> _Task brief_:
Could you give the data below again, exactly and completely?

(Object pointing dataset rows)
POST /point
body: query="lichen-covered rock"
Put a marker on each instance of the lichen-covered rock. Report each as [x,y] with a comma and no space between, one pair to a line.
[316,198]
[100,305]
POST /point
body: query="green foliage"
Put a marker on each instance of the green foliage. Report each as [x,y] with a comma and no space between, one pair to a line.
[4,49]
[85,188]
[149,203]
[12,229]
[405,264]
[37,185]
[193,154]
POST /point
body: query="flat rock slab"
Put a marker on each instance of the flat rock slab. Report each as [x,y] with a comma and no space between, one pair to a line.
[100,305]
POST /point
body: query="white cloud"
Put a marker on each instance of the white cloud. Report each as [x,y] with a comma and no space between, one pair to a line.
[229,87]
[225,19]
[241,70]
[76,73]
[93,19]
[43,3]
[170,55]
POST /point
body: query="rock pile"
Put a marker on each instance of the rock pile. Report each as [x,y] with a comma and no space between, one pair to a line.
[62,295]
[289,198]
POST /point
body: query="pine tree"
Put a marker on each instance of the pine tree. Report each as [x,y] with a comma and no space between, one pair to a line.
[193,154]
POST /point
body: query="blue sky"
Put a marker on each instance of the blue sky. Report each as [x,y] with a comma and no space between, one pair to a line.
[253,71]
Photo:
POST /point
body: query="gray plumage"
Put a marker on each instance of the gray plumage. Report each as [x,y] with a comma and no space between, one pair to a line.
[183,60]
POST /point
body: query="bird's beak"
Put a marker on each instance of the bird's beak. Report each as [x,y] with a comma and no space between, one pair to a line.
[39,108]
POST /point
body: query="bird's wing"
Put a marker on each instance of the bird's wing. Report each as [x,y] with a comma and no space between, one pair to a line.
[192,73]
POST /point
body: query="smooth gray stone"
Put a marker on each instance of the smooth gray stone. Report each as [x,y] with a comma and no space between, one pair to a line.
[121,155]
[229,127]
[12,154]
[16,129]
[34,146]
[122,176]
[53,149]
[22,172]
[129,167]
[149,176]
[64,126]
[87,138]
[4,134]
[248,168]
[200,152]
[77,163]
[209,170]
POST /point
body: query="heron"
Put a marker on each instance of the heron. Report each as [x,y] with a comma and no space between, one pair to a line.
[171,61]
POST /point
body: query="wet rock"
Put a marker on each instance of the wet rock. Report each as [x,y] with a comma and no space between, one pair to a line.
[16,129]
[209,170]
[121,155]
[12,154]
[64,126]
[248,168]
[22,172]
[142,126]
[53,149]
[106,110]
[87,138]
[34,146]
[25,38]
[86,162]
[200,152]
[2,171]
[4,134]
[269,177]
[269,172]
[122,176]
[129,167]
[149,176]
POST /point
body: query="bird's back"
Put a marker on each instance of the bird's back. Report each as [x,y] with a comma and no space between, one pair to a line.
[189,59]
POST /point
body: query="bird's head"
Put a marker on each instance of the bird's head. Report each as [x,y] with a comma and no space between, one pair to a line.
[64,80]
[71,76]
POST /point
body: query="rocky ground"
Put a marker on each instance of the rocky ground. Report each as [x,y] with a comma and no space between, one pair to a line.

> _Result of this exercise_:
POST /point
body: query="lichen-covered rock"
Put a marker on each instance of the lichen-covered rock. Report each as [x,y] with a comma and no space between, one pair to a line.
[316,198]
[100,305]
POST /point
body: query="green foliage"
Put a marker on each instance of the green foliage. Report each as [x,y] with a comma and no space between, one pair to a line.
[4,49]
[85,188]
[149,203]
[12,229]
[405,264]
[37,185]
[193,154]
POST /point
body: query="flat rock slab"
Put a marker on each instance of the flat rock slab. Report each as [x,y] with a comma and no space between, one pair to a line.
[100,305]
POST /point
body: query="white cloud"
Put a marker on each instance of the white cloud. Report each as [x,y] with a comma and no space between, one pair to a line.
[229,87]
[225,19]
[241,70]
[76,73]
[93,19]
[43,3]
[170,55]
POST /point
body: query="rock pile"
Put a marker on each instance of the rock pile. Report each as [x,y] with a comma and no space between, one pair to a line.
[62,295]
[289,198]
POST /point
body: query="pine tree"
Put a marker on each instance of the pine tree. Report each as [x,y] with a comma and no space between, one pair to a line.
[193,154]
POST /point
body: query="blue sky"
Put a marker on each instance of the blue sky. Report each as [x,y] with a comma and no space between, one pair to a line.
[253,71]
Photo:
POST /point
body: query="gray plumage"
Put a marker on each instance of the gray plumage. Report each as [x,y] with a comma and no space between, one pair to a line.
[183,60]
POST /point
body: query="bird's beak"
Put a marker on each instance of the bird's beak. Report each as [x,y] with a comma and no space between, one pair to a line.
[39,108]
POST /point
body: query="bird's wing"
Put a marker on each instance of the bird's wing. Report each as [x,y] with a comma and no space between, one pair to a line.
[192,73]
POST /point
body: query="smooth gray stone"
Put a marker on each instance of the smooth gray stone. Report each as [x,y] with a comma and no space between, one pair to a line.
[121,155]
[229,127]
[12,154]
[16,129]
[34,146]
[122,176]
[53,149]
[22,172]
[129,167]
[149,176]
[64,126]
[87,138]
[4,134]
[248,168]
[200,152]
[77,163]
[209,170]
POST /point
body: query="heron"
Put a marker on each instance of the heron. Report each as [x,y] with a comma and no space between, one pair to a line.
[171,61]
POST /point
body: query="wet rock"
Put a marker on each instance of the wet rock. Report each as [x,y] with a comma and no space between, one pair to a line.
[16,129]
[209,170]
[121,155]
[12,154]
[64,126]
[248,168]
[22,172]
[142,126]
[53,149]
[106,110]
[87,138]
[34,146]
[25,38]
[86,162]
[200,152]
[2,171]
[4,134]
[269,177]
[269,172]
[122,176]
[129,167]
[149,176]
POST /point
body: query="bird's back"
Put a marker on each instance of the bird's back. Report each as [x,y] with a comma and no space between, one pair to a line.
[189,59]
POST /point
body: query="bird's head"
Put a marker on each instance of the bird's head. Report each as [x,y] with a comma and no space between, one pair to a line.
[64,80]
[71,76]
POST /point
body: query="rocky ground"
Put a marker on each instance of the rocky ground. Report each as [x,y] with a comma and no space between, one pair to a line.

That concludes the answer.